***** LISTED RECORDS

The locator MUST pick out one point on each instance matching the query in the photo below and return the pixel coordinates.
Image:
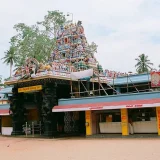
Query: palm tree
(143, 63)
(10, 58)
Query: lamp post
(127, 79)
(68, 14)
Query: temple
(72, 94)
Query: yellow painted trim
(158, 119)
(29, 89)
(124, 122)
(89, 122)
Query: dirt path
(79, 149)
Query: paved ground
(79, 149)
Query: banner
(155, 79)
(81, 74)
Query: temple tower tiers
(72, 52)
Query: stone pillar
(158, 119)
(49, 101)
(17, 112)
(88, 123)
(124, 122)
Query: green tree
(143, 64)
(38, 40)
(10, 58)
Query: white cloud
(129, 26)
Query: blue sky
(122, 29)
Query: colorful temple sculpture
(71, 94)
(42, 84)
(71, 54)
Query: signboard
(30, 89)
(134, 106)
(155, 79)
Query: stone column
(17, 112)
(124, 122)
(49, 101)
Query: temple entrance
(71, 123)
(142, 120)
(32, 105)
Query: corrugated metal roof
(132, 79)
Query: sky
(122, 29)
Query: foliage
(37, 40)
(143, 64)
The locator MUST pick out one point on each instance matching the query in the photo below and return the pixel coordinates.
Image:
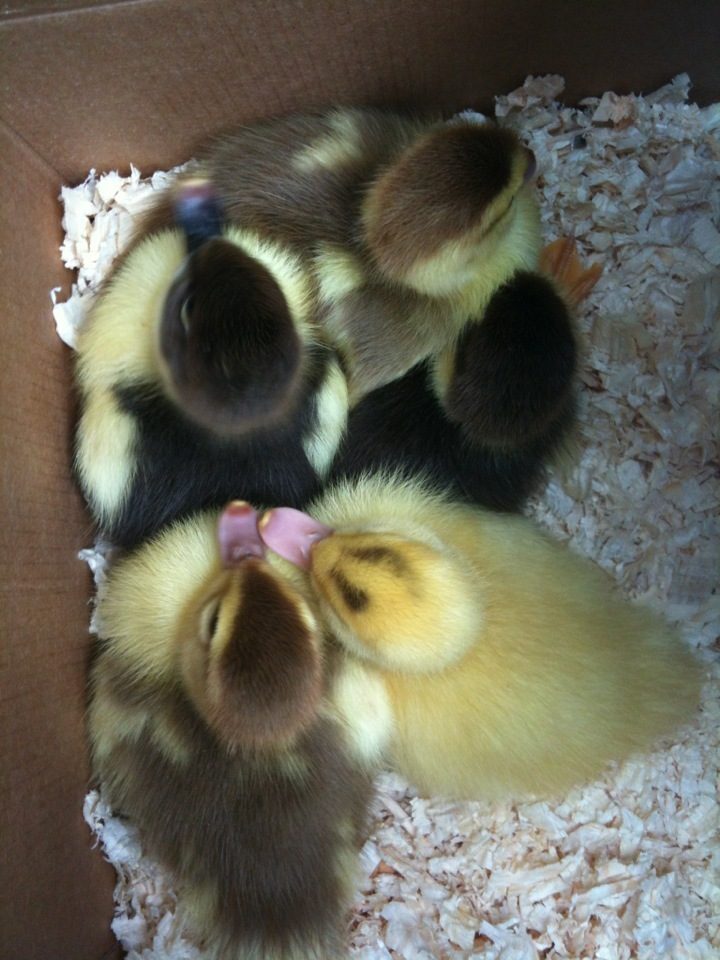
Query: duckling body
(213, 726)
(245, 400)
(511, 666)
(484, 418)
(409, 224)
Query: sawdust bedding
(629, 866)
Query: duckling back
(538, 675)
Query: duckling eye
(186, 312)
(209, 620)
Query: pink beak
(291, 534)
(238, 536)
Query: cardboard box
(87, 84)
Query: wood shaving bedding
(628, 866)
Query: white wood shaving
(629, 866)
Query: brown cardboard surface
(55, 893)
(142, 81)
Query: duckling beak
(292, 534)
(531, 168)
(197, 212)
(238, 535)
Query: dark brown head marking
(381, 555)
(267, 681)
(229, 341)
(437, 191)
(354, 597)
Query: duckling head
(229, 348)
(454, 200)
(399, 602)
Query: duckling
(486, 416)
(214, 725)
(202, 376)
(410, 224)
(511, 666)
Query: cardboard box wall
(102, 84)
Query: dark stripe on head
(355, 598)
(267, 681)
(380, 555)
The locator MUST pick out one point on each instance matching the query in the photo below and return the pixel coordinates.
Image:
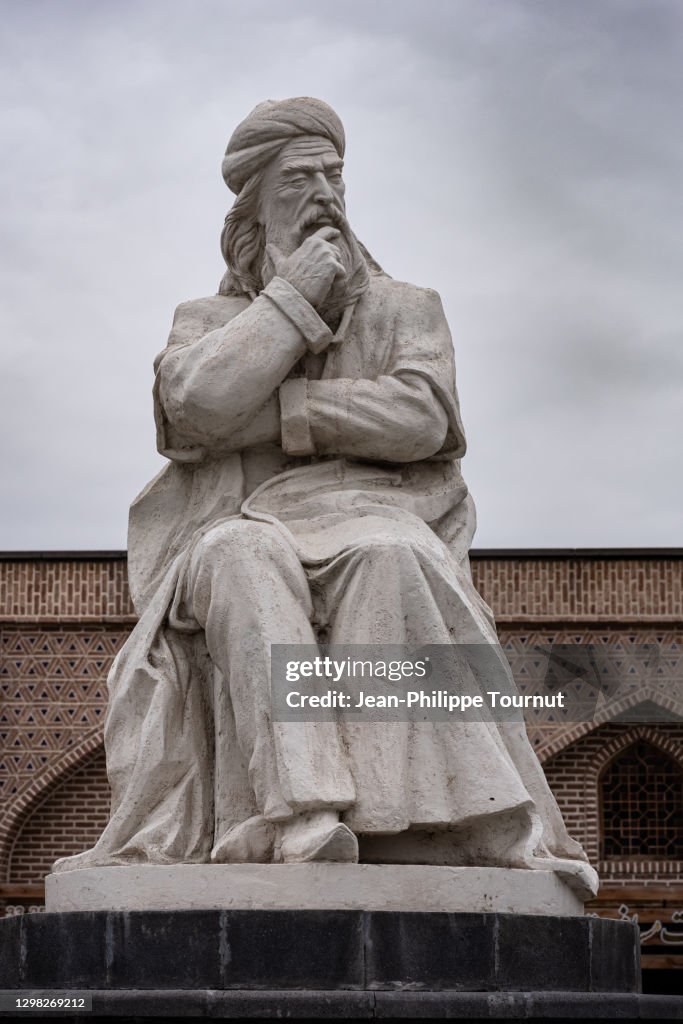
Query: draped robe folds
(356, 460)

**********

WORK TO DO ▸ Copy the material above exactly and drop the pictures.

RESULT BELOW ▸
The locator MUST pick out one point on each instance matching the query in the photo below and return the pixel coordinates.
Image:
Query: palm tree
(143, 63)
(10, 58)
Query: lamp post
(127, 79)
(68, 14)
Query: temple
(72, 94)
Query: yellow painted trim
(158, 119)
(29, 89)
(124, 122)
(89, 122)
Query: dirt path
(79, 149)
Query: paved ground
(79, 149)
Query: banner
(155, 79)
(81, 74)
Query: temple tower tiers
(72, 52)
Query: stone pillar
(158, 119)
(49, 101)
(17, 112)
(88, 123)
(124, 122)
Query: green tree
(143, 64)
(38, 40)
(10, 58)
Query: white cloud
(129, 26)
Query: blue sky
(122, 29)
Query: colorful temple sculpture
(71, 94)
(42, 84)
(71, 54)
Query: signboard
(30, 89)
(134, 106)
(155, 79)
Query: stone column
(17, 112)
(124, 122)
(49, 101)
Query: temple entrance
(71, 123)
(142, 120)
(32, 105)
Query: corrugated metal roof
(132, 79)
Query: sky
(122, 29)
Query: foliage
(37, 40)
(143, 64)
The locator MUST pick out one point on each instance matching the query in the photo below and return the pixel coordinates.
Image:
Query: duckling body
(213, 726)
(245, 400)
(511, 666)
(484, 418)
(409, 224)
Query: sawdust bedding
(629, 866)
Query: duckling back
(538, 675)
Query: duckling eye
(186, 312)
(209, 620)
Query: pink beak
(291, 534)
(238, 536)
Query: cardboard box
(87, 84)
Query: wood shaving bedding
(628, 866)
Query: white wood shaving
(629, 866)
Query: brown cardboard surface
(55, 893)
(142, 81)
Query: duckling beak
(292, 534)
(531, 168)
(197, 212)
(238, 535)
Query: dark brown head marking
(381, 555)
(267, 681)
(229, 341)
(437, 191)
(354, 597)
Query: duckling head
(229, 348)
(454, 200)
(399, 602)
Query: duckling
(486, 416)
(214, 725)
(202, 376)
(410, 224)
(511, 666)
Query: cardboard box wall
(102, 84)
Query: dark stripe on head
(355, 598)
(267, 681)
(380, 555)
The locator MUST pick out one point on each instance matching the query in the photo below and return the pixel coordinates.
Image:
Query: draped robe folds
(356, 460)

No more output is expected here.